Assignment 1
From the description of The Range Men, repeat the passage from "A window into" to "through the winter." word for word.
Assignment 2
Name every big ranch mentioned in the description of The Range Men.

"The vibrancy of the frontier flows through, refusing, like the prairie wind, to be contained . . . Cowboys, outlaws, celebrated chieftains, mere murderers, disappearing buffalo, whisky peddlers, the first Black and Chinese Albertans, missionaries, cattle barons and brave police men move in a continuous cavalcade in the magic–lantern show of our imagination in these pages." —from the foreword by Sid Marty.
Journalist Leroy Victor Kelly's The Range Men chronicles the early days of ranching in southwestern Alberta, from the arrival of the first large herds in 1876 through to 1913, when the book was first published. Kelly gathered material from the records of the North West Mounted Police, William Pearce's government reports, the Calgary Herald the Macleod Gazette and other publications, and collected anecdotes from old-time stockmen such as George Lane and John Ware.
A window into the period after the buffalo but before extensive settlement, The Range Men paints a vivid, engrossing and sometimes unflattering picture of colonial life and attitudes. The struggling ranchers of the vanguard were learning everything as they went, from how to breed stock to how to get their herds through the winter.
The ranchers of the first few years in Alberta showed certain defects of judgment and inexperience—the overcrowding of choice ranges, the promiscuous mixing of different breeds of stock, the careless dependence on the chinook winds to bring the cattle safely through the winter months.
Kelly's unvarnished account of the relentless march of "progress," as settlements were built and big ranches like the Cochrane, the Medicine Hat and the Bar U were born, notes the impact of farming on the wild prairie ecology and documents treaty betrayals and efforts to reduce and "subdue" First Nations through smallpox and rum. More than a story of cattle trades and the hard beginnings of the Alberta cowboy, The Range Men is an authentic and important slice of history.

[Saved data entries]
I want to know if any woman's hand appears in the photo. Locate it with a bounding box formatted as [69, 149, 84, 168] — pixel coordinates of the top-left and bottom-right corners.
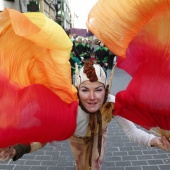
[151, 136, 170, 152]
[0, 147, 16, 161]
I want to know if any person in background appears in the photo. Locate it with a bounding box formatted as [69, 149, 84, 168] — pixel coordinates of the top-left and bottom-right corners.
[90, 52, 96, 63]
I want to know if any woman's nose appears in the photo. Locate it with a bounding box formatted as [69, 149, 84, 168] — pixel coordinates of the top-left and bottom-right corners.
[90, 91, 95, 100]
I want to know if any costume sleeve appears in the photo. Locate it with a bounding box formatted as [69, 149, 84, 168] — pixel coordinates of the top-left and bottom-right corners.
[114, 116, 155, 147]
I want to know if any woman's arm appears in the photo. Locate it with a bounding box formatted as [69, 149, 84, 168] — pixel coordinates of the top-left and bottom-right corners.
[0, 142, 46, 161]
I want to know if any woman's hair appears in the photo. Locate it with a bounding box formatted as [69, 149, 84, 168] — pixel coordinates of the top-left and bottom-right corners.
[84, 60, 98, 82]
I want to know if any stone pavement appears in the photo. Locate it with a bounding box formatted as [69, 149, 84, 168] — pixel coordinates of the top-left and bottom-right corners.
[0, 68, 170, 170]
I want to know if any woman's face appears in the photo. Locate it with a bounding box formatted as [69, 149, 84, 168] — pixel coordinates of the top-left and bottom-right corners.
[79, 81, 105, 113]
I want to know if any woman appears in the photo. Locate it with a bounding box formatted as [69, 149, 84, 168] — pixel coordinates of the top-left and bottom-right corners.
[0, 60, 170, 170]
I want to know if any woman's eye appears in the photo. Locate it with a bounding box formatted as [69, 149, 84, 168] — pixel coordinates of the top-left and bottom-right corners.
[96, 89, 103, 91]
[82, 89, 88, 92]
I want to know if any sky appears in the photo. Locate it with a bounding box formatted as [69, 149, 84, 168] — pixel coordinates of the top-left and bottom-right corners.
[72, 0, 97, 28]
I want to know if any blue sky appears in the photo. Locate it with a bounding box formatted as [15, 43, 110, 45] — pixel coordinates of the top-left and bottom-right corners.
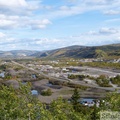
[0, 0, 120, 51]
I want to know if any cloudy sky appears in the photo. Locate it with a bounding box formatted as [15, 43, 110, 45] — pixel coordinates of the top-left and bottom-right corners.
[0, 0, 120, 51]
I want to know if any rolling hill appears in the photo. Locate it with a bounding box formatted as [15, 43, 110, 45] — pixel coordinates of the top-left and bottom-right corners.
[32, 44, 120, 58]
[0, 44, 120, 59]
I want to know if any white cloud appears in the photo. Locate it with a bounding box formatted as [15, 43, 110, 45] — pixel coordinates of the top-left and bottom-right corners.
[0, 14, 52, 29]
[0, 0, 27, 7]
[0, 32, 6, 39]
[99, 28, 120, 34]
[104, 10, 120, 15]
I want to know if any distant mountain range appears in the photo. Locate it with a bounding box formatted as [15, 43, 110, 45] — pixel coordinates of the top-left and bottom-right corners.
[0, 44, 120, 58]
[0, 50, 38, 58]
[32, 44, 120, 58]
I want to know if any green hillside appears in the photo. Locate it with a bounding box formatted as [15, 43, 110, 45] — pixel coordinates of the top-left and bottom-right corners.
[35, 44, 120, 58]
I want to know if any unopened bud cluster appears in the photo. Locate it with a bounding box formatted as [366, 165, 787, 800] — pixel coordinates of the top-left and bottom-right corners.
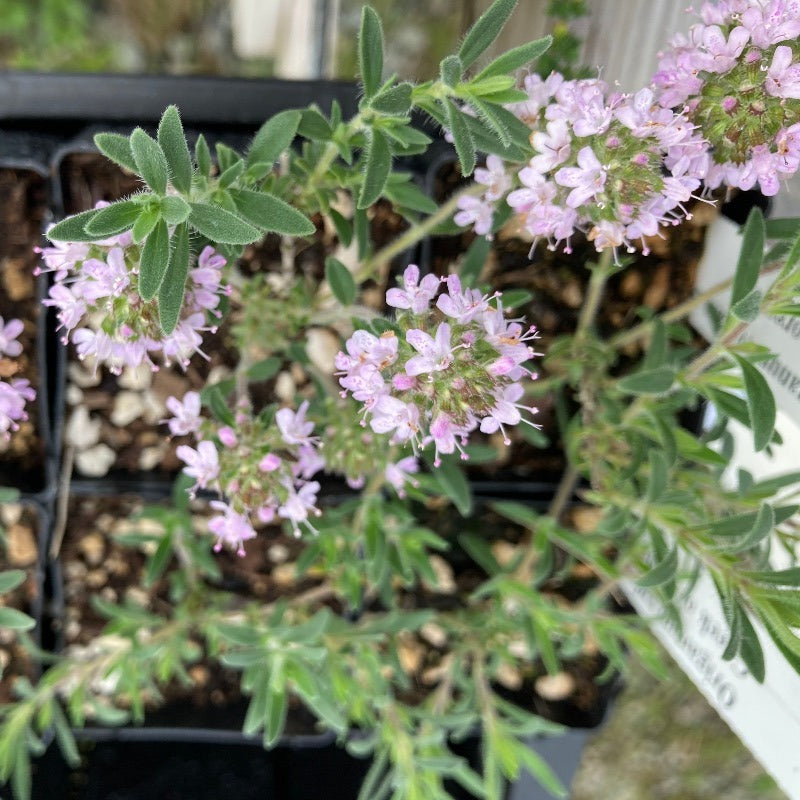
[336, 264, 538, 466]
[654, 0, 800, 195]
[0, 317, 36, 443]
[165, 392, 325, 555]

Your response 1
A window into the period after the buffalo but before extensive settlement, The Range Men paints a vivid, engrossing and sometimes unflattering picture of colonial life and attitudes. The struggling ranchers of the vanguard were learning everything as they went, from how to breed stock to how to get their herds through the winter.

Your response 2
The Cochrane, the Medicine Hat and the Bar U.